The Yemeni Civil War

Hunger in Yemen has its root in the Yemeni Civil war, which is entering its fifth year in 2020. What makes the Yemeni Civil war notable is the sheer amount of civilian casualties it has caused. Both the Saudi and Emirati-led coalition (SELC) and the Houthis seem to carry out artillery strikes and airstrikes with little regard to civilian casualties.

According to the International Rescue Committee’s 2019 report, an estimated 100,000 civilians died from the current conflict, 42 of whom were aid workers. The numerous air and artillery bombardment from the SELC and Houthi insurgency further add to the suffering of Yemeni civilians. In addition, explosive weaponry hit over 500 civilian homes in only July of 2019. These airstrikes and artillery bombardments threaten Yemeni civilians’ well-being when they directly target the agricultural sectors.

Starvation as a War Tactic

On top of their attack jets and precision munitions, SELC is using starvation as a weapon against the Houthis. Additionally, multiple reports suggest that airstrikes in Yemen are sometimes intentionally aimed at civilian agricultural sectors. The targets of these airstrikes include farms, fishing boats and factories that supply food and basic-goods to the civilians of Yemen. According to the Yemeni Ministry of Agriculture, there were at least 10,000 SELC airstrikes that struck farms and 800 that struck local food markets. In addition, there were 450 airstrikes that hit silos and other food storage facilities.

In addition, the SELC imposed its blockade of Yemeni airports, seaports and land ports since November of 2017. This blocked out 500,000 metric tons of food and fuel, and 1,476 metric tons of foreign aid. As a result, this worsens the condition of hunger in Yemen because Yemen already imports about 70 percent of their food.

### MATERIAL SUPPLIED
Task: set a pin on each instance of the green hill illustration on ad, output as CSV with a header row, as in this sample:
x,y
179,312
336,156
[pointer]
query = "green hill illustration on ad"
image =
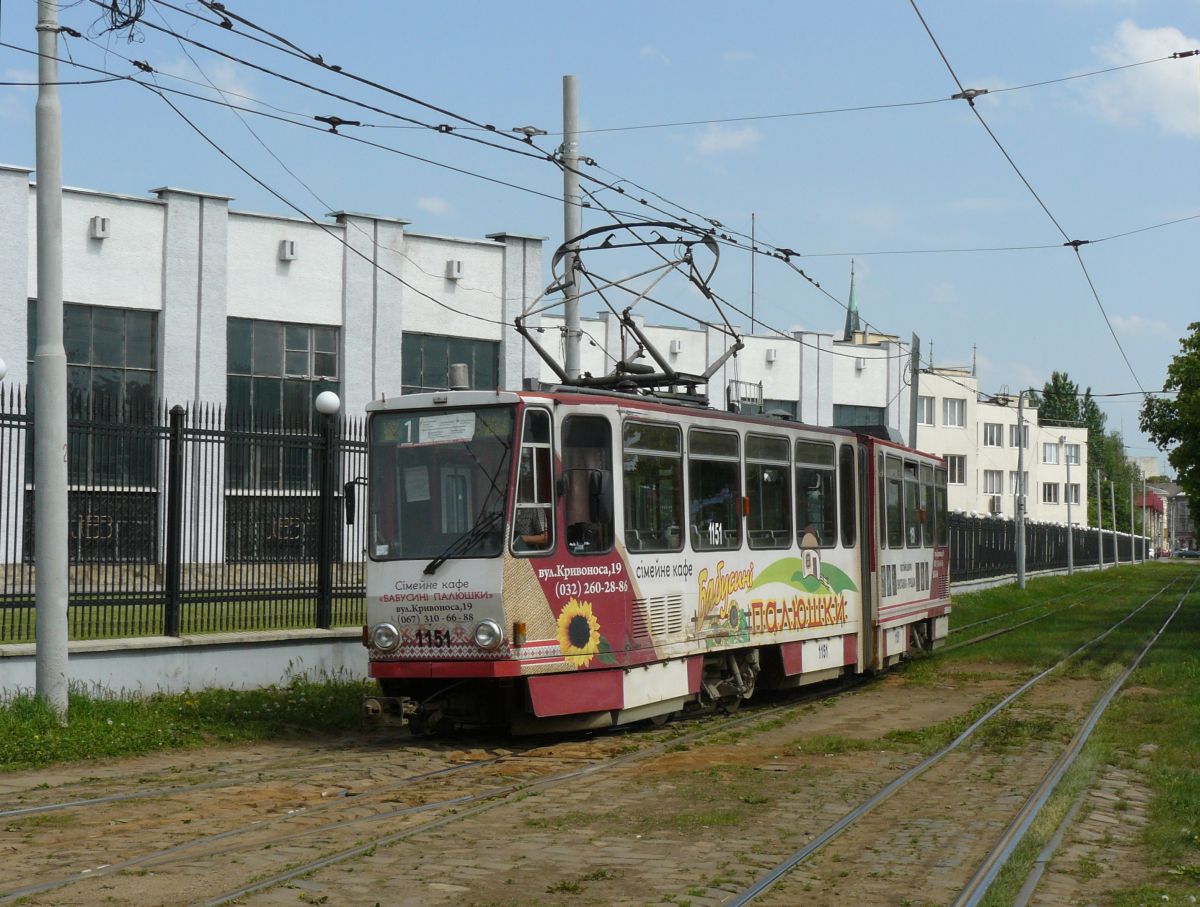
x,y
790,571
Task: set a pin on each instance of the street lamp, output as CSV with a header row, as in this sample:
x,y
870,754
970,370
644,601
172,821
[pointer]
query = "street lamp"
x,y
327,403
1071,538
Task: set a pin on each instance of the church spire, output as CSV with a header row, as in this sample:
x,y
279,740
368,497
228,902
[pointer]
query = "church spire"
x,y
852,322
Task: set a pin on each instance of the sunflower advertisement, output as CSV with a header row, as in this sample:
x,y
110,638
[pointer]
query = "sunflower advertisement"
x,y
731,611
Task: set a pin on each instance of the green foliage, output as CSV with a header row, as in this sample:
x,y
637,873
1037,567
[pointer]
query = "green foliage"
x,y
1177,421
30,736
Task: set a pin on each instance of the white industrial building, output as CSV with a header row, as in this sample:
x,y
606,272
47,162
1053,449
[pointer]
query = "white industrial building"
x,y
178,296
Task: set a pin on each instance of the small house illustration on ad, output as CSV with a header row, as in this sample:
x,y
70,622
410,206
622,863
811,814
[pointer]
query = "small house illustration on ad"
x,y
810,553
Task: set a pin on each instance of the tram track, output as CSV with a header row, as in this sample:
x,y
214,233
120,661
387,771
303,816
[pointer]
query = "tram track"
x,y
448,810
1000,853
459,806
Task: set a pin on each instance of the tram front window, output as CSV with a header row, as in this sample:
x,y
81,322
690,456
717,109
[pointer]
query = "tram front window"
x,y
438,482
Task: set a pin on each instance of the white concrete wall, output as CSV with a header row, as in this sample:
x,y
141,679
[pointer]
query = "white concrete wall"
x,y
307,290
123,270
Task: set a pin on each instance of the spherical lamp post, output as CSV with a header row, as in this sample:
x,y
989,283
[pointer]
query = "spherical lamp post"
x,y
327,403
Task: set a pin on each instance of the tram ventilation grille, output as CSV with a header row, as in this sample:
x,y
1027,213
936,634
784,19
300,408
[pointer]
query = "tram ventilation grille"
x,y
658,616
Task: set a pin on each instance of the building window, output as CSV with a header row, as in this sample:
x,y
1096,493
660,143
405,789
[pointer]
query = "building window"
x,y
275,371
850,416
816,496
426,359
112,461
785,407
957,468
653,479
714,490
274,374
954,413
768,486
924,410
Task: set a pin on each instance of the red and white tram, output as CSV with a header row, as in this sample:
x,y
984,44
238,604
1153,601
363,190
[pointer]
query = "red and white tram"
x,y
577,559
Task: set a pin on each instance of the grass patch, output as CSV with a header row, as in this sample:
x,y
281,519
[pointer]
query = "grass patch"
x,y
30,736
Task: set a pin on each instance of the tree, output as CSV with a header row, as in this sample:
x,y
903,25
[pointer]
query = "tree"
x,y
1176,422
1060,400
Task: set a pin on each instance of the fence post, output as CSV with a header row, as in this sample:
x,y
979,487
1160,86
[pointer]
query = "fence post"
x,y
325,530
174,520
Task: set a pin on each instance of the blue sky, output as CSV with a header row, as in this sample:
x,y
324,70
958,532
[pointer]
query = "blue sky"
x,y
1107,154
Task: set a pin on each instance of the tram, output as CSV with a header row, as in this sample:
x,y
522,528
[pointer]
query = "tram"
x,y
576,558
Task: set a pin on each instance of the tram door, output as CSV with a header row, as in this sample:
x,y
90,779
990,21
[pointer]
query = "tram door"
x,y
868,558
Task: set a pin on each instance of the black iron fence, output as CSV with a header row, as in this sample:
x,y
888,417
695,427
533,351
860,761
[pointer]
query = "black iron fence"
x,y
186,521
189,521
983,547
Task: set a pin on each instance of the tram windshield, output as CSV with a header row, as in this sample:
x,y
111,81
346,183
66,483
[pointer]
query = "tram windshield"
x,y
438,482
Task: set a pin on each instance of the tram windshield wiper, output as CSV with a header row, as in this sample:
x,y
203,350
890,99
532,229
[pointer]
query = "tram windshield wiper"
x,y
463,544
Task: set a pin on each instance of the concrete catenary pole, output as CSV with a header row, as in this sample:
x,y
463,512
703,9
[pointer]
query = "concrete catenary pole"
x,y
1133,547
1113,504
913,390
573,221
51,380
1019,510
1071,529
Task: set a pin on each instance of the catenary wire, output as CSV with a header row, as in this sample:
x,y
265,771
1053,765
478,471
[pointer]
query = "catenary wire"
x,y
1067,240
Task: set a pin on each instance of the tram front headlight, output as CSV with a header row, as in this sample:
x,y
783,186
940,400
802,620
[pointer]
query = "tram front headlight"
x,y
489,635
384,637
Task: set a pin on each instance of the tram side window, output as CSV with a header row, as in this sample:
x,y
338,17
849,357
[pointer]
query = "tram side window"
x,y
911,505
653,480
941,527
928,515
714,511
846,492
587,484
769,524
816,496
894,502
533,518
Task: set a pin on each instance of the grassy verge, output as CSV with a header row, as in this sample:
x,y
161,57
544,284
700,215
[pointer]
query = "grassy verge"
x,y
1151,730
30,737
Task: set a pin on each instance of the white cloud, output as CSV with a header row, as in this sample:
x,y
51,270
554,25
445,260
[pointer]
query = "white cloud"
x,y
221,73
435,205
1137,324
1162,94
652,53
17,101
717,139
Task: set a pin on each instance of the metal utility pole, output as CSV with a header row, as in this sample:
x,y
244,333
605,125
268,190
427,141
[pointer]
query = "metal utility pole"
x,y
1019,510
51,379
1133,546
913,390
573,221
1071,529
754,256
1113,503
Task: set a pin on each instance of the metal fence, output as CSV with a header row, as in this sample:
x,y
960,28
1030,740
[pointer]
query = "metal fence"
x,y
186,521
983,547
190,521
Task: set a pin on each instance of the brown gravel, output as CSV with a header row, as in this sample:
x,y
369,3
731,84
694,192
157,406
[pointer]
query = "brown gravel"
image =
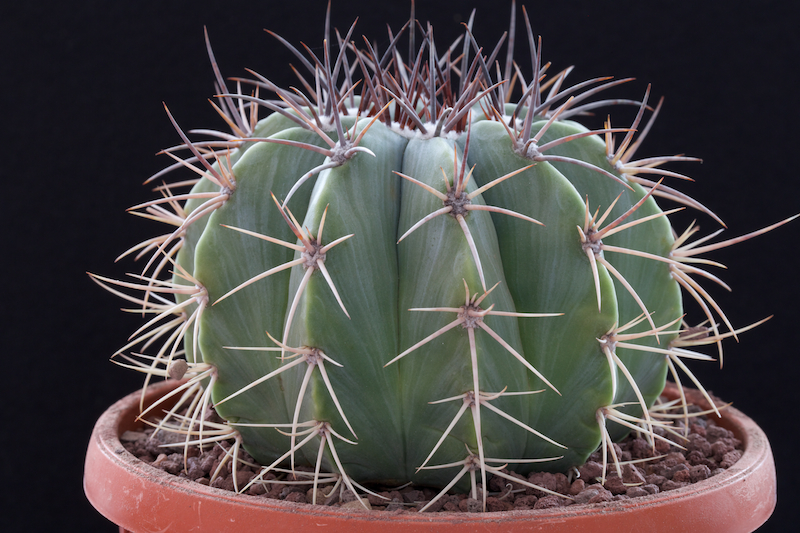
x,y
708,450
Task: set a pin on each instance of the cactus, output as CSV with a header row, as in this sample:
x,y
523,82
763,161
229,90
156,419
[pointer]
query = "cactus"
x,y
431,272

### TASKS TO PERFORM
1 – For each statement, decide whether it agrees with the passage on hunger in Yemen, answering yes or no and quoting the words from that passage that settle it.
(a) The SELC blockade of Yemen's ports started in November of 2017.
(b) Yemen imports about half of its food.
(c) The International Rescue Committee's 2019 report counted 42 aid workers among the civilians who died.
2 – Carry on the passage on hunger in Yemen, starting after its final sentence.
The entries have nothing to do with the passage on hunger in Yemen.

### SOLVED PROBLEMS
1 –
(a) Yes: "the SELC imposed its blockade of Yemeni airports, seaports and land ports since November of 2017"
(b) No: "Yemen already imports about 70 percent of their food"
(c) Yes: "an estimated 100,000 civilians died from the current conflict, 42 of whom were aid workers"

2 –
Malnourishment in Yemen

These factors all contribute to the current humanitarian crisis in Yemen. By 2017, two years after the escalation of the conflict, an estimated 21.7 million people needed humanitarian assistance. Yemeni children are especially in danger of malnutrition. UNICEF’s 2017 estimate reported that nearly 2.2 million Yemeni children were acutely malnourished. There are a variety of negative consequences of malnourishment, including decreased immunity to diseases and impediments to physical development.

The call to end conflict and hunger in Yemen is certainly loud. In 2019, an article from the Independent stated that if the current conflict lasts for another 5 years, it will cost the international community an estimated $29 billion in humanitarian funding to the country. Moreover, there are signs that an end to the conflict is close. In October 2019, the Houthi offered to stop aiming missile and drone attacks at Saudi Arabia if the SELC would do the same. In addition, both SELC and the Houthi agreed to a nationwide ceasefire due to the current COVID-19 outbreak.

Organizations Fighting Hunger in Yemen

Many international organizations are working to alleviate hunger in Yemen. Action Against Hunger helps the malnourished in Yemen through its comprehensive health programs. The organization has reached 224,651 people with their nutrition and health programs, as well as 395,534 with their sanitation and hygiene programs and 102,666 with their food security and livelihood programs.

UNICEF is also working hard to treat child malnourishment. In 2016, UNICEF reported that they had treated 215,000 children suffering from severe acute malnutrition. Additionally, they provided vitamin supplements to more than 4 million children in Yemen.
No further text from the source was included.